CONSIGNE: Recopiez mot pour mot l'intégralité du listing ci-dessous, ligne par ligne, sans rien y changer.

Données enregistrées
+ + + + + + +

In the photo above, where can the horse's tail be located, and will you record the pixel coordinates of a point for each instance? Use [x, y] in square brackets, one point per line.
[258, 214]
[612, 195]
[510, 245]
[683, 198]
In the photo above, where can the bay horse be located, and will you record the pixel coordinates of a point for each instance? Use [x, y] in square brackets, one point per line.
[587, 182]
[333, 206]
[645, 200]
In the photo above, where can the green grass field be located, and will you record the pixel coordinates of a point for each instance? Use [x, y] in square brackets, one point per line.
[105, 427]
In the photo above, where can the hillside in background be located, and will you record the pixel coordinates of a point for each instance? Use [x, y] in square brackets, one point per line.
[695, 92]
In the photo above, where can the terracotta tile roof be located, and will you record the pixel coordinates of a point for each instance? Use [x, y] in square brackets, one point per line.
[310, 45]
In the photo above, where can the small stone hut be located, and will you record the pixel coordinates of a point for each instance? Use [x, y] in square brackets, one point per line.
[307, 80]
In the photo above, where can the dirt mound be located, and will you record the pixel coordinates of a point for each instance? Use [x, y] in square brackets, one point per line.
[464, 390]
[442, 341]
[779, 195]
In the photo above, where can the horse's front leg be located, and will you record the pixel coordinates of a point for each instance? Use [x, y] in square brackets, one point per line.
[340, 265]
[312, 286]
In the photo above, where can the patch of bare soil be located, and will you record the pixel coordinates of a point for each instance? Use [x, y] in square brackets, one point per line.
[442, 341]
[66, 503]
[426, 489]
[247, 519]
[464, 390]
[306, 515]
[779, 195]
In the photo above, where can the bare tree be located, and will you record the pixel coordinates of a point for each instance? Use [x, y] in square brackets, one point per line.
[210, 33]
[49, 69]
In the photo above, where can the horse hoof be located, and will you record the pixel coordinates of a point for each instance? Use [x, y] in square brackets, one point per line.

+ + + + + + +

RÉPONSE:
In the photo above, where can the horse's tail be located, and will you record the pixel coordinates of a point for each instance? Use [x, y] in square brackets, one point per line.
[258, 214]
[612, 195]
[510, 245]
[683, 198]
In the photo above, where can the bay horse be located, and will you record the pixel coordinates of a point for each instance? Use [x, y] in square brackets, one point per line.
[587, 182]
[333, 206]
[645, 200]
In the photo above, where can the green grass field be located, and will you record the pixel coordinates of a point for each instance? Use [x, y] in square brackets, one point per line.
[105, 427]
In the photo above, where can the hillside in background be located, and will you record the pixel coordinates of a point for each instance? Use [x, y] in square brackets, one point per line.
[695, 92]
In the photo above, where can the terracotta tile roof be located, and will you record the pixel coordinates of a point for each instance? Use [x, y] in square brackets, one point per line.
[310, 45]
In the photo above, where can the small stone hut be located, and will you record the pixel coordinates of a point for each instance? Use [x, y] in square brackets, one point per line.
[307, 80]
In the photo above, where can the dirt mound be located, and will you record the pixel coordinates of a point for each instance? Use [x, y] in square brackets, one point per line.
[464, 390]
[442, 341]
[779, 195]
In the photo above, where can the horse's front leg be located, and will you record the pixel coordinates of a point for each instance? Use [x, y] in square brackets, one point per line.
[340, 265]
[312, 286]
In the photo above, where can the patch of bare soil be located, and will you record the pixel coordinates of a point for each instance? Use [x, y] in square brackets, one point per line.
[442, 341]
[66, 503]
[426, 489]
[247, 519]
[464, 390]
[306, 515]
[779, 195]
In the photo above, where can the bare tree be located, and will you record the pixel coordinates of a point for each instance? Use [x, y] in square brackets, one point per line.
[210, 33]
[49, 69]
In the photo above, where can the horse hoof be located, and will you record the pixel coordinates of a point for each instance? Use [x, y] in square brackets, one point per line.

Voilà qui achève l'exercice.